§ Your task: Rewrite the lines between the one holding "form: [[443, 227]]." and the one holding "[[119, 211]]", inclusive, keeping the requests as they are and shifting each point coordinate in the answers up by 26.

§ Stored records:
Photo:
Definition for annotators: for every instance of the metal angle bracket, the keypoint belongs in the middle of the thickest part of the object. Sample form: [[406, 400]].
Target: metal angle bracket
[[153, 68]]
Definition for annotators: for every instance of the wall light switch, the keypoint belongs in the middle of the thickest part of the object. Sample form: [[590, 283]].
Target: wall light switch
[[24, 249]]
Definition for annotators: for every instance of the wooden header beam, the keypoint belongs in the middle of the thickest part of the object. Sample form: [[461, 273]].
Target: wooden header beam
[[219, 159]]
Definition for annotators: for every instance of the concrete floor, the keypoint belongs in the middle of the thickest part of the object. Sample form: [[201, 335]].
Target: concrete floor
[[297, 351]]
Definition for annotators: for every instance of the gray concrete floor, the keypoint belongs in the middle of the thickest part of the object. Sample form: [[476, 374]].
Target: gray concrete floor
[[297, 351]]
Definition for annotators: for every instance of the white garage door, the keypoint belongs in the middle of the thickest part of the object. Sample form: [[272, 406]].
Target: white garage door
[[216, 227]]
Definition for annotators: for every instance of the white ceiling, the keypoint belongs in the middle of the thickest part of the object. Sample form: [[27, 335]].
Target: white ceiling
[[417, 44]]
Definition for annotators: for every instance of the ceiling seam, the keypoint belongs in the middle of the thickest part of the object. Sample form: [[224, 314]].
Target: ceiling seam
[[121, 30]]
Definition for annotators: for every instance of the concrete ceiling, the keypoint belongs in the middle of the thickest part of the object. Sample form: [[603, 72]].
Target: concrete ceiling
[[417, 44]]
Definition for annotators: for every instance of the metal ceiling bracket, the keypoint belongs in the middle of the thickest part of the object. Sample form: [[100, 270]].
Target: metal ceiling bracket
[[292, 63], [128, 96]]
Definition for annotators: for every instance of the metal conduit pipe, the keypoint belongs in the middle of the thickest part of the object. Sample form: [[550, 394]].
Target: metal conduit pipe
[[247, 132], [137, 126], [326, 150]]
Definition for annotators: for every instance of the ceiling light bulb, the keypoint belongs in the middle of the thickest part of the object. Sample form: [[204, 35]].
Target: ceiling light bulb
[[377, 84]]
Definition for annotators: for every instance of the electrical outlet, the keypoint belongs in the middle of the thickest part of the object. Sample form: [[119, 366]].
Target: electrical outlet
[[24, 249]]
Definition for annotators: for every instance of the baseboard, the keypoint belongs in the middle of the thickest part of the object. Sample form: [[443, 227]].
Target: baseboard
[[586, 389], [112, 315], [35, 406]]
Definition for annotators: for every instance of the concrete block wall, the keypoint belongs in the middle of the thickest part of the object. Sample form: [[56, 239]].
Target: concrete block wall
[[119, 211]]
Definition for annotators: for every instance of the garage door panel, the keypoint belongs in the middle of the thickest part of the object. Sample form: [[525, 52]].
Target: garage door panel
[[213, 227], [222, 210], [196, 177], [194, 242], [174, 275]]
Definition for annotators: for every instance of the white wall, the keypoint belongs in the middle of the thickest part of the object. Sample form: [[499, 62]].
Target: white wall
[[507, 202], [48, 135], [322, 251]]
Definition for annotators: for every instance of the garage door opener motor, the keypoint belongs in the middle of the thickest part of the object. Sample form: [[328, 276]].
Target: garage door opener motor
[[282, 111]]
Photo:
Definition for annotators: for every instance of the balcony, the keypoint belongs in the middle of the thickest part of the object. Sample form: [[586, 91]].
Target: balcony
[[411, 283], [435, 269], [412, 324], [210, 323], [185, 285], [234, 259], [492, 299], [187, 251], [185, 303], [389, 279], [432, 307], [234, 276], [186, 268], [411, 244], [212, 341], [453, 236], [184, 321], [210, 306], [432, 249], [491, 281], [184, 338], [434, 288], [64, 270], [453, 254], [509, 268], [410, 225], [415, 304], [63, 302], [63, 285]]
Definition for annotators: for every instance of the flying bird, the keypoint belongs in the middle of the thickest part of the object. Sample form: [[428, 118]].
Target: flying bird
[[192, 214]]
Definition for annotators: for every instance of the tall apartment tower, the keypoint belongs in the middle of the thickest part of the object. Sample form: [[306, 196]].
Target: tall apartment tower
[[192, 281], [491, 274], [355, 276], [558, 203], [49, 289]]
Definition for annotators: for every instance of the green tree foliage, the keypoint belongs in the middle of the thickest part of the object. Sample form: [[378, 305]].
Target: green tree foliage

§ Answer for the task:
Definition for annotators: for every instance of the baseboard, the keypoint belongs in the middle of the thickest part of the object. Sample form: [[443, 227]].
Target: baseboard
[[612, 415], [138, 341], [61, 432]]
Definition for annotators: for every instance of the concrete block wall, the keypoint belongs in the middle of the thickest part of the object. Sample form: [[56, 239]].
Target: concrete block wall
[[145, 237]]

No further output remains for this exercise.